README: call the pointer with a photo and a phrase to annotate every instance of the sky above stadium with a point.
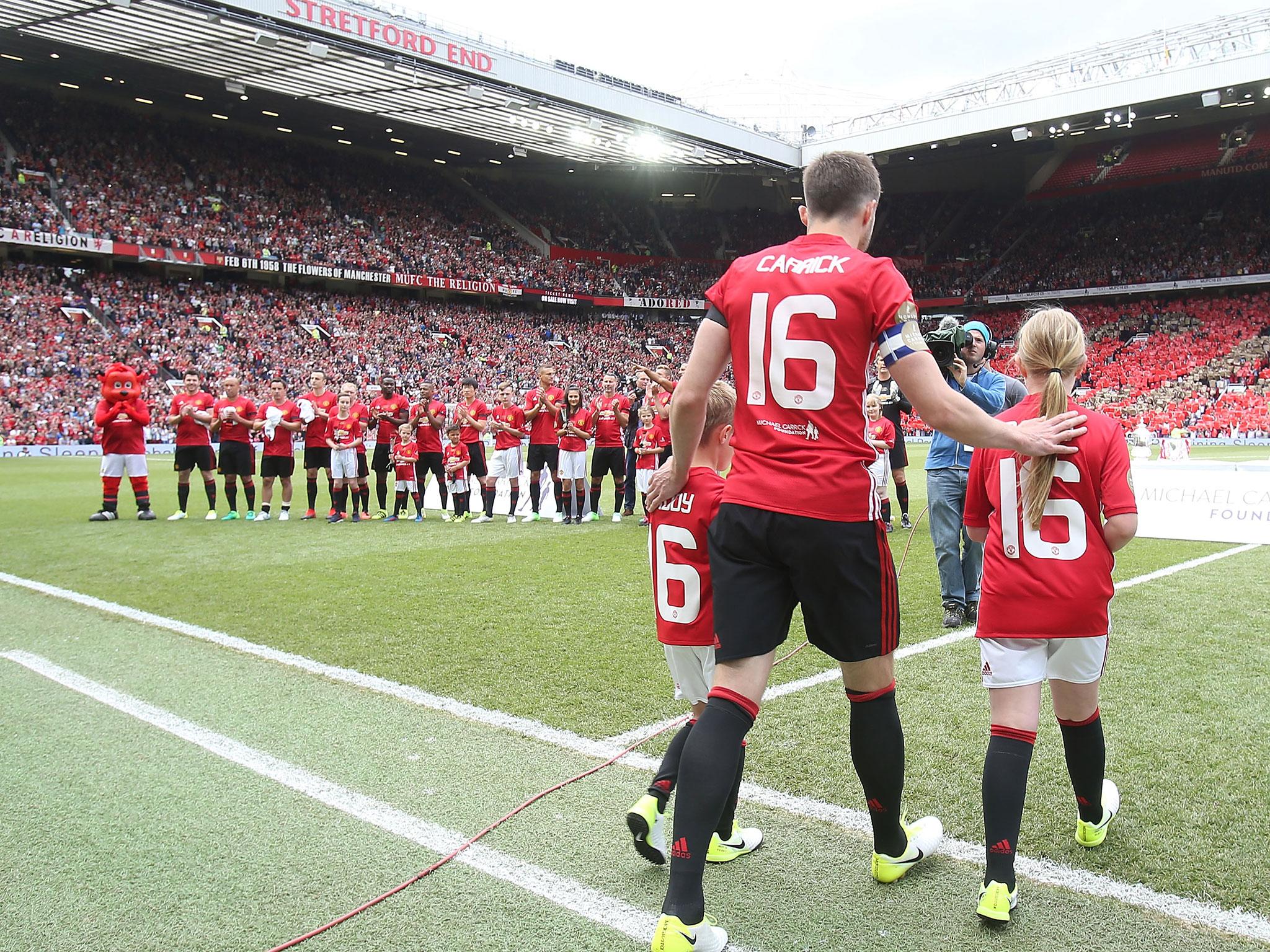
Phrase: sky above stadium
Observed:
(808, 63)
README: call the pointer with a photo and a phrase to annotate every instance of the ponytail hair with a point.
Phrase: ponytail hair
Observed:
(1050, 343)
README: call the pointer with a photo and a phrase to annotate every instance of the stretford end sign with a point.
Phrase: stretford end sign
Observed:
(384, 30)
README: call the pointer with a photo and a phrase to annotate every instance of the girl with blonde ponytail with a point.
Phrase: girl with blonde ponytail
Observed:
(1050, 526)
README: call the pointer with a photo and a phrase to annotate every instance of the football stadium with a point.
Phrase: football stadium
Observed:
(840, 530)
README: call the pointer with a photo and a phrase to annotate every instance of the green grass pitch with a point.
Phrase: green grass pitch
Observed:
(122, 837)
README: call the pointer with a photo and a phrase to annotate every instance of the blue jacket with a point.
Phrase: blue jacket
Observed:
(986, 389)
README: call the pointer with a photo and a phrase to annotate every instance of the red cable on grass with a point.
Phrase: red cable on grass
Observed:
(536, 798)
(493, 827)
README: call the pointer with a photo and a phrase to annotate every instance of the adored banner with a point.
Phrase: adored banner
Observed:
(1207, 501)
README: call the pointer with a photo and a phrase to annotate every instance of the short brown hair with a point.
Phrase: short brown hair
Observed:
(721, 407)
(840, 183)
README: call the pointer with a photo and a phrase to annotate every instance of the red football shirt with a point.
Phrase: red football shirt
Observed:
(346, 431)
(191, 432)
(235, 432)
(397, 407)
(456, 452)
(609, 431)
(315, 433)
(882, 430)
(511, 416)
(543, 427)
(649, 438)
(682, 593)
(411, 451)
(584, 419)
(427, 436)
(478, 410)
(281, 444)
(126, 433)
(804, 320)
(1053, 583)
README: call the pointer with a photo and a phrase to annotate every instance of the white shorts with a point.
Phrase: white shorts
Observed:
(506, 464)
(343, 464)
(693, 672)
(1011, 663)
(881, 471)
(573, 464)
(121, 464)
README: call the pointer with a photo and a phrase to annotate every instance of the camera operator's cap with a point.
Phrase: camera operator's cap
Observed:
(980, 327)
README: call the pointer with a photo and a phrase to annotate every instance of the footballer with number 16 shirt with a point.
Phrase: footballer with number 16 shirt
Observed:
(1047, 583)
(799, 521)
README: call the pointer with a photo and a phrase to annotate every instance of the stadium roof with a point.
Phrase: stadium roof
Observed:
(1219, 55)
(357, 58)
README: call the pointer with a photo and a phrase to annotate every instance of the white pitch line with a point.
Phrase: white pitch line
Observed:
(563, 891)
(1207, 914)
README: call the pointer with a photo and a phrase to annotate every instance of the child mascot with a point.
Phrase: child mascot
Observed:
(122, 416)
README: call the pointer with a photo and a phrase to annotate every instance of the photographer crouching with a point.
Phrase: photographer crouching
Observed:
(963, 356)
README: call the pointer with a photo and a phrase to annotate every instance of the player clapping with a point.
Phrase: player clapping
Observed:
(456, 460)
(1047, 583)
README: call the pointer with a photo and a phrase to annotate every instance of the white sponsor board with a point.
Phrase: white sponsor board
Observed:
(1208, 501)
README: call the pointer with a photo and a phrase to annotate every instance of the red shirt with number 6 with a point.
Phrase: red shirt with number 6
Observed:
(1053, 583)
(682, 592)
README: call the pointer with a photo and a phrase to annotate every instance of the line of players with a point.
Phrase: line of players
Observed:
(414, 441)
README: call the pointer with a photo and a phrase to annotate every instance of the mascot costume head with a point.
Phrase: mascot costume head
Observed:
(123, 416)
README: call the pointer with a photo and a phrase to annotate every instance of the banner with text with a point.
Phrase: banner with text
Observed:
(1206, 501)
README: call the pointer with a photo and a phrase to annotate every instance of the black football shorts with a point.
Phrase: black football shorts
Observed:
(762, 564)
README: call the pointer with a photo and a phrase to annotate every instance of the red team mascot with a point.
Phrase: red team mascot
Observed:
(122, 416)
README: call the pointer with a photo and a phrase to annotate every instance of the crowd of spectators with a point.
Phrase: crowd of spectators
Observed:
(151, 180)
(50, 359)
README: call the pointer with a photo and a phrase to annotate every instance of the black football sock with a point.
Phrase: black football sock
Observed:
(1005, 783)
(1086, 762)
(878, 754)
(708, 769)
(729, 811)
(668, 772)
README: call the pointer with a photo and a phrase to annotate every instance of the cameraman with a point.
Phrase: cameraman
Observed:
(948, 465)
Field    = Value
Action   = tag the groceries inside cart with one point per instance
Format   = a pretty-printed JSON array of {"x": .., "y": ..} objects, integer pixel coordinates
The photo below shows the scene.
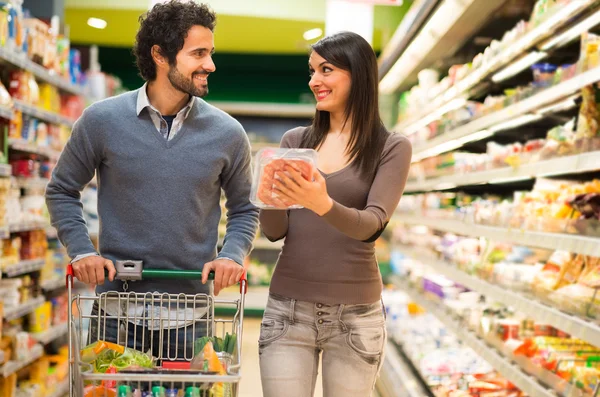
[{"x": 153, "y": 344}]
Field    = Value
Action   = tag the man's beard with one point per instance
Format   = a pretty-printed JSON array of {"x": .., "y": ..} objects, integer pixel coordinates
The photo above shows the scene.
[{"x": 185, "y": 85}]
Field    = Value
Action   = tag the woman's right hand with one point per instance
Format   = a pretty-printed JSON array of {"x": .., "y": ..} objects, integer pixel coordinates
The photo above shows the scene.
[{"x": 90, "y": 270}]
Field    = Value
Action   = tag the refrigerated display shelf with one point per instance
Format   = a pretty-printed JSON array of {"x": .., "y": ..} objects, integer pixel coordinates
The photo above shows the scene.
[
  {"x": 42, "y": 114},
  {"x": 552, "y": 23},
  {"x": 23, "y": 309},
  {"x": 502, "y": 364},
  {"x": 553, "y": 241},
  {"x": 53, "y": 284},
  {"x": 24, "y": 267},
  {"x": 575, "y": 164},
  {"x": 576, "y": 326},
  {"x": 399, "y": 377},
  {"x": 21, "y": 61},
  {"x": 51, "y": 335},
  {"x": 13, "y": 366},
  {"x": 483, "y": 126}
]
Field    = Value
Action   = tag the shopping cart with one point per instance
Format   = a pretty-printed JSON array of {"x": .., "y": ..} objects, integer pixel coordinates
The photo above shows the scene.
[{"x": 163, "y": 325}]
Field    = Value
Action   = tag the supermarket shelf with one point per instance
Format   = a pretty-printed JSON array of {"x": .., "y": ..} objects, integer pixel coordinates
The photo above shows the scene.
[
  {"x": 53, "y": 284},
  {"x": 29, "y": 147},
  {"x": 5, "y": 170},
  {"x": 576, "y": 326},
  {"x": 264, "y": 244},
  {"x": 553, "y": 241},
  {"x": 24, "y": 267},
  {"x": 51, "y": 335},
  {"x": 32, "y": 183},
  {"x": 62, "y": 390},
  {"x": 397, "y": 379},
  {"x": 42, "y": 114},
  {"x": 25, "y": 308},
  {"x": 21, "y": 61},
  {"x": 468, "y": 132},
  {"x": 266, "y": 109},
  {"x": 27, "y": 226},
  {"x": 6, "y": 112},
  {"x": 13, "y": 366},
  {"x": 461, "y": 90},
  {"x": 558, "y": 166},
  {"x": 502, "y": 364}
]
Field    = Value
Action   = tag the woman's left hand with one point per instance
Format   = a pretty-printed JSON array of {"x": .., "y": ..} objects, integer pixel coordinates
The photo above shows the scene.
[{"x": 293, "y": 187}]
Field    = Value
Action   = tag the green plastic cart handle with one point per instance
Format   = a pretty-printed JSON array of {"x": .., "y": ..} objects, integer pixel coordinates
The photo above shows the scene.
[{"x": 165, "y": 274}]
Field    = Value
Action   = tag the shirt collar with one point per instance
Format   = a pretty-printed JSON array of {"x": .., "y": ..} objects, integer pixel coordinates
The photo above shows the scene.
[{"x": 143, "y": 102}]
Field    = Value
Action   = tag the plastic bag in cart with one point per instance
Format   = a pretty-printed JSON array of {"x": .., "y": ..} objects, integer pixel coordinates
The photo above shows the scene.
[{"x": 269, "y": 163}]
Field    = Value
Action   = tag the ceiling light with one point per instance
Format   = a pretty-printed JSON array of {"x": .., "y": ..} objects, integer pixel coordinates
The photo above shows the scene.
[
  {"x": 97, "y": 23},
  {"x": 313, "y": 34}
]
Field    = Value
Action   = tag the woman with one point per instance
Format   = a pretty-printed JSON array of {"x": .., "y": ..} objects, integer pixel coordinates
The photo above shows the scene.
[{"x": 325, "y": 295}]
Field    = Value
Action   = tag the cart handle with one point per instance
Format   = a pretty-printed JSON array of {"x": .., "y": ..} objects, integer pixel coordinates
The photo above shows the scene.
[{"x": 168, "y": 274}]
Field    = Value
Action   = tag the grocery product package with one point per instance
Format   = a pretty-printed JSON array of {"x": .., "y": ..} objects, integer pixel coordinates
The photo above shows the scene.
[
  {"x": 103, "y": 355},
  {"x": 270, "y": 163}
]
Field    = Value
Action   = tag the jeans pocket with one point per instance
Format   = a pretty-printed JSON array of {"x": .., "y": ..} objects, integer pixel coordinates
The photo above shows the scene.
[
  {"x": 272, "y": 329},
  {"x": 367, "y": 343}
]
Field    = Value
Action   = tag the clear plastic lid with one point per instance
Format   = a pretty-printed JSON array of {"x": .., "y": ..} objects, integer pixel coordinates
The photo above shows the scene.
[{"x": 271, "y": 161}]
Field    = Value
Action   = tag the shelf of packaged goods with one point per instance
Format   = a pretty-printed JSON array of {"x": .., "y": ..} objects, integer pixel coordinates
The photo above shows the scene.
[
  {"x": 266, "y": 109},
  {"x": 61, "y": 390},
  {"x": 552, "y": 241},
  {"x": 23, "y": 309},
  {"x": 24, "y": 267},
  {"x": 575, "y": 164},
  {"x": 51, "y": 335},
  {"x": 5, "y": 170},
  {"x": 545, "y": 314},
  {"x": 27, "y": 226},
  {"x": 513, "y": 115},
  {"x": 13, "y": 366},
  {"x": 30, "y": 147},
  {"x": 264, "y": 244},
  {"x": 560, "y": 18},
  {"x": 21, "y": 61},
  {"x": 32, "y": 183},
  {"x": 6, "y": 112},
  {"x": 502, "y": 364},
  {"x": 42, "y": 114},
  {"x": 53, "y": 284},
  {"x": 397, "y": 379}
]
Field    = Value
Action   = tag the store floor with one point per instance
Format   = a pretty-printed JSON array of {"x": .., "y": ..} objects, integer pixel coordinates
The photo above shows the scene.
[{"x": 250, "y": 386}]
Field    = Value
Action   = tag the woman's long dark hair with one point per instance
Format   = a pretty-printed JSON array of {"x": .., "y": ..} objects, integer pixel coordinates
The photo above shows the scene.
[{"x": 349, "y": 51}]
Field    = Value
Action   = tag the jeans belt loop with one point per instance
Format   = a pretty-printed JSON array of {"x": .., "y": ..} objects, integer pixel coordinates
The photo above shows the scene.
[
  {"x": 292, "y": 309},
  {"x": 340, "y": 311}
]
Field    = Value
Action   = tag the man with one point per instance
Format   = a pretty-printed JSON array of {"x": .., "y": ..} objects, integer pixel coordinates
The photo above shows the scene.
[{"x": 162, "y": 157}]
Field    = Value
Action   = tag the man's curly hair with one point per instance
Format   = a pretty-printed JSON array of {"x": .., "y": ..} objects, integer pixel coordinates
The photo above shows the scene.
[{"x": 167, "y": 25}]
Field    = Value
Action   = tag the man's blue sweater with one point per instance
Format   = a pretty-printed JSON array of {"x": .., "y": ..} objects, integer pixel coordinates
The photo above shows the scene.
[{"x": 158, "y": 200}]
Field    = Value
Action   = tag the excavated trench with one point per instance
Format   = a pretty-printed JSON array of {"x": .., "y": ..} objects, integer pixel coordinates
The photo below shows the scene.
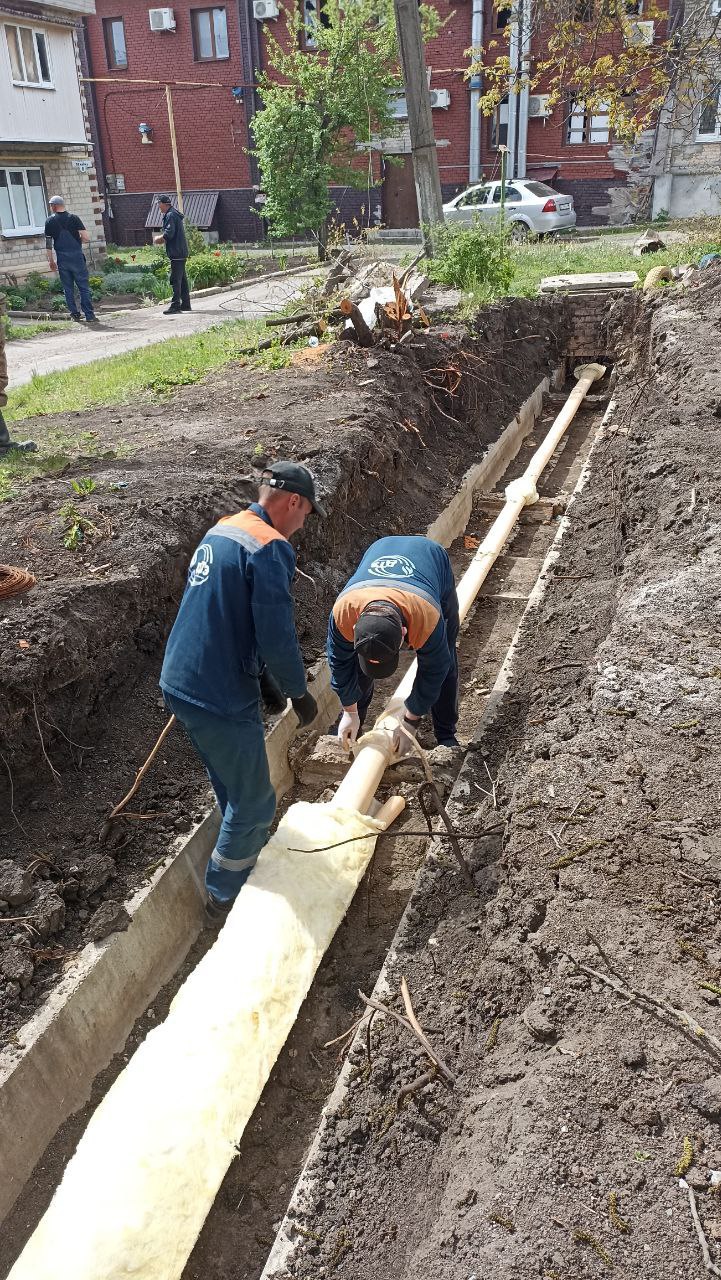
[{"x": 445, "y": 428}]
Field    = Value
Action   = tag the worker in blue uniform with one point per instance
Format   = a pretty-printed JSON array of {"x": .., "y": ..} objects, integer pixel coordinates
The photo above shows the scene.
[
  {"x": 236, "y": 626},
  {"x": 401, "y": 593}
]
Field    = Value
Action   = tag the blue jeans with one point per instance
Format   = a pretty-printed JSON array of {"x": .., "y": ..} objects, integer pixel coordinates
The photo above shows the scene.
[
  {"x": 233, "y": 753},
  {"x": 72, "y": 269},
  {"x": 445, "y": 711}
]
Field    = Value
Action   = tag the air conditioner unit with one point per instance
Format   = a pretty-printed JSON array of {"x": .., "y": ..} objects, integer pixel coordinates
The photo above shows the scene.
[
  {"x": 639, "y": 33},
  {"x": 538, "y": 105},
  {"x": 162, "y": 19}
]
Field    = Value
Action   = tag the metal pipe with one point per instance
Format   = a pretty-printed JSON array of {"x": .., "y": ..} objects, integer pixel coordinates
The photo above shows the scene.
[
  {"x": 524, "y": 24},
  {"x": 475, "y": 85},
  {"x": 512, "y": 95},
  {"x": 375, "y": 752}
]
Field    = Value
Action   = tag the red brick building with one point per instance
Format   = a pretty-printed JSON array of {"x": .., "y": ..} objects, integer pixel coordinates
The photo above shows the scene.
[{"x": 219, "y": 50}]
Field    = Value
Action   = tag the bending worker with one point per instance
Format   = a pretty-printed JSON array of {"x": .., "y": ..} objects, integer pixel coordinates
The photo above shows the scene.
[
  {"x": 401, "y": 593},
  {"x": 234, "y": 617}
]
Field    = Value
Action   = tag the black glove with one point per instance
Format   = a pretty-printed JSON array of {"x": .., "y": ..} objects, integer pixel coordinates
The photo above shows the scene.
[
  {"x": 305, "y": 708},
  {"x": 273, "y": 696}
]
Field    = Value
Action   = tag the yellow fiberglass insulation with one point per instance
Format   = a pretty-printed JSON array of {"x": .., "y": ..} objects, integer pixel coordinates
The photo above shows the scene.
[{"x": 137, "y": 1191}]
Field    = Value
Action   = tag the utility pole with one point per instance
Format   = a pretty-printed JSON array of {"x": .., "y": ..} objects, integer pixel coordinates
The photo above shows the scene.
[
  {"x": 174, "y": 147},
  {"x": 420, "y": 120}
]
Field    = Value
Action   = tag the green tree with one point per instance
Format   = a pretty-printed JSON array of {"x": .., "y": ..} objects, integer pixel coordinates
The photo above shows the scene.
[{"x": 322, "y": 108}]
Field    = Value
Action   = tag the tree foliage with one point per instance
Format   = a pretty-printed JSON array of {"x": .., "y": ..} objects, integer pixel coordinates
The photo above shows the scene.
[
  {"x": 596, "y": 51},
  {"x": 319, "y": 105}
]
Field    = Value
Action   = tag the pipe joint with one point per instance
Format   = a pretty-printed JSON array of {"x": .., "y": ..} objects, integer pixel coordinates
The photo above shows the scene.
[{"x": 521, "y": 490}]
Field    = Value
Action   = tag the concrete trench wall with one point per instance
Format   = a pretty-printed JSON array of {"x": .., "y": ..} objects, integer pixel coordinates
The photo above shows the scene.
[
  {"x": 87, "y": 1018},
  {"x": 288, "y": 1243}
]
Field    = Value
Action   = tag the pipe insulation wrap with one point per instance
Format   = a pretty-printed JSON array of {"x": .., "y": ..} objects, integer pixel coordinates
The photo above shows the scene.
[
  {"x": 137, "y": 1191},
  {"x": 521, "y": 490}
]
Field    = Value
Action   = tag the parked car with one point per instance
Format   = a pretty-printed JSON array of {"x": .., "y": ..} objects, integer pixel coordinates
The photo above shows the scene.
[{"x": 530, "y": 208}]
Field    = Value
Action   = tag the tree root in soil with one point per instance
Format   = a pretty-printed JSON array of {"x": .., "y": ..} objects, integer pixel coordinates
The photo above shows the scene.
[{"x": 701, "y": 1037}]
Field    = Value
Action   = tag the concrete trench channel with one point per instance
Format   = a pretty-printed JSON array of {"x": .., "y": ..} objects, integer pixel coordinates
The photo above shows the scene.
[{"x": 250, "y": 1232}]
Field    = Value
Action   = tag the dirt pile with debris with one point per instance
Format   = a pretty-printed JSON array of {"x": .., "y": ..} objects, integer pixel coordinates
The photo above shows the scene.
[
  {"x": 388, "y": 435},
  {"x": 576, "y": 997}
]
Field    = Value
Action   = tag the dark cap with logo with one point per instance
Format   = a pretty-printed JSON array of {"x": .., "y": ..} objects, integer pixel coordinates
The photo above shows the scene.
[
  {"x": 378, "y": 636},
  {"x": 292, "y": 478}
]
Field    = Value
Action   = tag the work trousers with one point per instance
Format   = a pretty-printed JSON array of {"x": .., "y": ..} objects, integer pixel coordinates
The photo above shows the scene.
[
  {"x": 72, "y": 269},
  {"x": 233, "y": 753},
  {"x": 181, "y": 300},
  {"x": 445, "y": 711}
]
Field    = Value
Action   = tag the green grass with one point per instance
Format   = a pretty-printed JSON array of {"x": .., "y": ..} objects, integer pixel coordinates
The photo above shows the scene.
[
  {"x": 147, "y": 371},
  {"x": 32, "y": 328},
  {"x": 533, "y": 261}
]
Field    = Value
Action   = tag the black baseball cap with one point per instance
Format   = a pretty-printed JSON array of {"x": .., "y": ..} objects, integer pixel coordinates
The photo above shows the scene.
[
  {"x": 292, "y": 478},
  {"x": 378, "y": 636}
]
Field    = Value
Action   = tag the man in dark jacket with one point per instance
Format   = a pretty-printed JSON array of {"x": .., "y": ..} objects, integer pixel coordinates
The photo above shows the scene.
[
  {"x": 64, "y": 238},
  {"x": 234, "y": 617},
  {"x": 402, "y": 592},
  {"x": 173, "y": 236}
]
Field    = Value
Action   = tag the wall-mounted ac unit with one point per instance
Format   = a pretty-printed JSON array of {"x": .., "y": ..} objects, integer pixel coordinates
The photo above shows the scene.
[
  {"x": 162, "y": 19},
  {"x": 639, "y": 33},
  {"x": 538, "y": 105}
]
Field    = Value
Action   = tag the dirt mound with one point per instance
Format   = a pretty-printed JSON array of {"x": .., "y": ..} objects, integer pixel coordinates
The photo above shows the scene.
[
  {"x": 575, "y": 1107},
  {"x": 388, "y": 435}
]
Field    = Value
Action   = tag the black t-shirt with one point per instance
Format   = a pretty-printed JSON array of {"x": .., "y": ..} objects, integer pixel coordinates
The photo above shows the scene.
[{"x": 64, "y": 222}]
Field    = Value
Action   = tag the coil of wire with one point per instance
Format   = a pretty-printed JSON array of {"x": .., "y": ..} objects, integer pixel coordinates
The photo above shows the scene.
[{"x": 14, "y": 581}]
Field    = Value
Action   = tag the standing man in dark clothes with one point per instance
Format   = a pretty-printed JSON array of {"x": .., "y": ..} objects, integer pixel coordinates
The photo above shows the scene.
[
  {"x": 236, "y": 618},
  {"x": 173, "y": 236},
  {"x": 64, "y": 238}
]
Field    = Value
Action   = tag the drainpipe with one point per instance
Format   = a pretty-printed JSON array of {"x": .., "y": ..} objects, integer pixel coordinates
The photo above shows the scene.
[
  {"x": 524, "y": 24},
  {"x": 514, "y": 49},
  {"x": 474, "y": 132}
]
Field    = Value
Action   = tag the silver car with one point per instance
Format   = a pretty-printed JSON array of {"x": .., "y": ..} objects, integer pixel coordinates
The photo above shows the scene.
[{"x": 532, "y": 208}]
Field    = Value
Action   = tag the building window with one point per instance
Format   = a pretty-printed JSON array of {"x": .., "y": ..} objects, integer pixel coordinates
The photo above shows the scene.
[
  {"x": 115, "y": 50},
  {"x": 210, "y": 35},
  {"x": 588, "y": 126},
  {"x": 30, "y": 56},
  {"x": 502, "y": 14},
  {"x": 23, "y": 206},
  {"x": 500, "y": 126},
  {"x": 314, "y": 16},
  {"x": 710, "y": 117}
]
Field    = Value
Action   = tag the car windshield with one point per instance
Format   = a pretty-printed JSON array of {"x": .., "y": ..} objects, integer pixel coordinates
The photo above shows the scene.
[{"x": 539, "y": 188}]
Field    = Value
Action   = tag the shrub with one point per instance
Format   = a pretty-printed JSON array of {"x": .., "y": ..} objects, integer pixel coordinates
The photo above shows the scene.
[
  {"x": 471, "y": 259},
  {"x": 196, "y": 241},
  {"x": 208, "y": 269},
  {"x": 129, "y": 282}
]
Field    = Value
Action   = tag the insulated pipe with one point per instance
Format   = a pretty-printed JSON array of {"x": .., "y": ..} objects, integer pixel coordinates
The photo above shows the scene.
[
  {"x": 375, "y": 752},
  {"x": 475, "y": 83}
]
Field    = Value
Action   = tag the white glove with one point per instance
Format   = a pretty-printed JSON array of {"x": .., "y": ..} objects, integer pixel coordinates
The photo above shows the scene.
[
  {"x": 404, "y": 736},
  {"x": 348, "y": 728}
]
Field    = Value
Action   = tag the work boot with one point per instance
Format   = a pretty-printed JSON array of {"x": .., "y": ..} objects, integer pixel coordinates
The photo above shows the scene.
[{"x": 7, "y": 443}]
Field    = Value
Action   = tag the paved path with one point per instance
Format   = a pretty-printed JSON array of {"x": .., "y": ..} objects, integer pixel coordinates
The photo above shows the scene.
——————————
→ Given instruction: Write out the data as a numbered list, starting at the first line and running through the line containing "(1050, 526)", with both of those lines included. Omit blank lines and leave the picture out.

→ Task response:
1. README: call the pointer with a photo and a phrase to annotate every instance of the sky above stadium with a point.
2. Phrase: sky above stadium
3. Observed:
4. (808, 63)
5. README: call the pointer with a photo and a phrase to annotate every instance of the ponytail hair with a point.
6. Phrase: ponytail hair
7. Observed:
8. (1050, 343)
9. README: call the pointer with a photo and a phrase to annotate every instance of the stretford end sign with a point.
10. Phrase: stretford end sign
11. Observed:
12. (384, 30)
13. README: call the pointer with a photo and a phrase to annotate every instance of the girl with blonde ponytail with a point.
14. Phrase: girl with blonde ponytail
15. Observed:
16. (1050, 526)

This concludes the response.